TASK ITEM.
An exact copy of every entry below is required, and no picture may appear in it.

(EXTRACTED RECORDS begins)

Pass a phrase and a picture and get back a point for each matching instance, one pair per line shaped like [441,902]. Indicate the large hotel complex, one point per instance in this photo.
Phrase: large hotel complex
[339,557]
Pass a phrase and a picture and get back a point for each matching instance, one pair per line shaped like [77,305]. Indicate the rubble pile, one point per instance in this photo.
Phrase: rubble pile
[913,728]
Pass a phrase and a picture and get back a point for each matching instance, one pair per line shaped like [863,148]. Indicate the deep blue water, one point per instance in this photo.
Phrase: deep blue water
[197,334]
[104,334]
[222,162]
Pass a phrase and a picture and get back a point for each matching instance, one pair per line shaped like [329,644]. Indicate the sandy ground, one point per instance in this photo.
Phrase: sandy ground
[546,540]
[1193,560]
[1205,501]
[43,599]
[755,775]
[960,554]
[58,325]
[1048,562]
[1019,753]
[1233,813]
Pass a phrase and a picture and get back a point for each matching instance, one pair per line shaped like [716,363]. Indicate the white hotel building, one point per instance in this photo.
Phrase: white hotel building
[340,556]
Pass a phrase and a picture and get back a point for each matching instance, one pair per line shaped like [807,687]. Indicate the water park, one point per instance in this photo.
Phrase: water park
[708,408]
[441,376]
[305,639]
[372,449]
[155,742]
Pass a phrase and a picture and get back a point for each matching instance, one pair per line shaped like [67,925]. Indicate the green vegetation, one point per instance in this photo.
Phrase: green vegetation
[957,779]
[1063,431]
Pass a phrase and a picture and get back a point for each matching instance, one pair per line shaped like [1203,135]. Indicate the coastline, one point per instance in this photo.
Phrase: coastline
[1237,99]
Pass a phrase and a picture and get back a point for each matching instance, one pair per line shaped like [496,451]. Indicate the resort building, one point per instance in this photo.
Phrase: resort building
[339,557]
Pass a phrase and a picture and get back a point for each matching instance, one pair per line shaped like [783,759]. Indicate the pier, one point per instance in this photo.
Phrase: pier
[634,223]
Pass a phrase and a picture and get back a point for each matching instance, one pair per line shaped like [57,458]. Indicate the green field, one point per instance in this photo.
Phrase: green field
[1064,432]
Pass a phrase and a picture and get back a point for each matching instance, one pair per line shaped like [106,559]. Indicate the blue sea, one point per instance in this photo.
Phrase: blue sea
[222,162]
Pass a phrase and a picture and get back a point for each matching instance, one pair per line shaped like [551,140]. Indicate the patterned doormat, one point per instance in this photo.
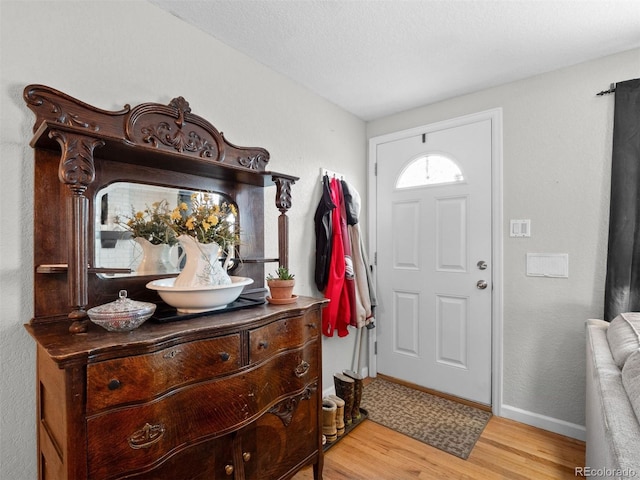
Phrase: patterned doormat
[447,425]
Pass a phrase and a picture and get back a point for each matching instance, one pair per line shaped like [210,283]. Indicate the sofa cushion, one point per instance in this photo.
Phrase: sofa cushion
[631,380]
[623,335]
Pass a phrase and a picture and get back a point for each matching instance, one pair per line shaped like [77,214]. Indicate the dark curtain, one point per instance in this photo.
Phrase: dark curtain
[622,287]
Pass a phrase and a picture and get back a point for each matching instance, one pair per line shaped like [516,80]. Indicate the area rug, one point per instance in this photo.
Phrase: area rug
[444,424]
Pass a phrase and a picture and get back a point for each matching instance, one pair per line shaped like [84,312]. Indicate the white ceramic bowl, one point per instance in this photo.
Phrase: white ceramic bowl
[199,299]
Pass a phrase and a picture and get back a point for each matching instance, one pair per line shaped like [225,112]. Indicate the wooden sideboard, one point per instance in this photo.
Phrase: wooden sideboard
[230,395]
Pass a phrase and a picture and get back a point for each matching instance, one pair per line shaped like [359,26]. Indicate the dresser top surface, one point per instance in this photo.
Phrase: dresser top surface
[99,344]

(EXTRACTED RECORDS ends)

EXERCISE SOLUTION.
Pass a phrase and a picture and get back a point for each matching instance, one pair per line shaped like [441,902]. Indicate the large hotel complex, one point per instance in this photo.
Phrase: large hotel complex
[339,557]
Pass a phrase and a picture and get back a point for each matching instance, one pair per line shaped like [77,305]. Indicate the rubble pile, one point per instance in this photo.
Phrase: rubble pile
[913,728]
Pass a phrase and a picture and get back a point for each matching instance, one pair per line shaped like [863,148]. Indicate the deep blue water, one point per instance in this photo.
Phrase: deep blue water
[197,334]
[104,334]
[222,162]
Pass a phrase and a picture and get back a point for each matching instance, one pair per line shaped like [329,644]. Indicate the sandy ground, one point per instance in this photo.
Phrase: sandy ground
[546,540]
[1193,560]
[1205,501]
[43,599]
[755,775]
[960,554]
[58,325]
[1048,562]
[1019,753]
[1233,813]
Pass a phrase and a picture and get back a point for each matching instance, one pair per line shaped like [716,363]. Indicate the white hotel building, one point per instance in this photo.
Phrase: white hotel building
[340,556]
Pass a phrase and a picture and get back a point for each matching instance, one pair per line shaped like [807,687]. Indicate the water park, one point per instance in this photo.
Phrase: water park
[708,408]
[441,376]
[305,639]
[372,449]
[155,742]
Pass a phrase and a picture and get back a point for each matching instance, one pair per line shaped like [67,925]. Indicate the green vegetation, one point per instance in this photo.
Phrase: green vegetation
[957,779]
[1063,431]
Pass a phrase and a picture and get back a point for each matching instance, one pair per line shaped like [1203,135]. Indicate the coastline, one point per instance in this photo.
Phrase: coastline
[1237,99]
Pass a phrase and a picture and get back a point for each matching instance, one pair per line shaped like [496,451]. Indicate the resort building, one point per instance in this photo.
Phrase: resort building
[339,557]
Pass a phrase and a picture and get back a point for each matching instance, one pair per line shaped like [783,759]. Indicate the pier, one point per instance in this photo.
Phrase: pier
[634,223]
Pass a phrase and a picture and get back a point for each matching instance, one pair per line shaped like [57,458]. Indicate the green field, one point per instance in this photo.
Phrase: green field
[1064,432]
Pass a phrase and a picture and get back a point for each matching instance, one pair per line shaped like [106,559]. Indicate the blue sea, one point per instance in this photo.
Phrase: blue sea
[222,162]
Pass a phrase and a picture and get back a point for each matching instance, one pair per line shaped like [551,140]. Indicate the patterned doormat, one point per instance in this photo.
Phrase: patterned doormat
[447,425]
Pass a phrase and a picture and get back a point for each matching instance, one pair per line shaped like [210,283]. Indicate the sofa cushion, one point per instance in this photo.
Phrase: sofa cushion
[631,380]
[623,335]
Pass a phrase and a picture and get back a point for each matching instance, one pair per line shaped like [77,214]. Indicate the dark curtain, one point per instance in this photo.
Phrase: dark curtain
[622,287]
Pass a phrase and a picture and get back a point for each matching instance, one pair per line shaped like [516,80]. Indicate the area rug, one point per instance in this photo.
Phrase: area rug
[444,424]
Pass a phrase and a picture and get back a point for each matching instance, one pair per line shaped like [84,312]. Indicate the white ceramic bowl, one point per instance in this photo.
Phrase: white ceramic bowl
[199,299]
Pass a phrase and a picture and get back a point for each matching instance, one pair per line shaped like [225,112]. Indicate the wooden sideboard, one point per instance in this photo.
Phrase: wooden sideboard
[230,395]
Pass a phrase and a picture and get back a point for each matching instance, one pair per line shaped like [359,26]. Indicate the dresser top surface, one point per instance in this photo.
Phrase: dresser top surface
[99,344]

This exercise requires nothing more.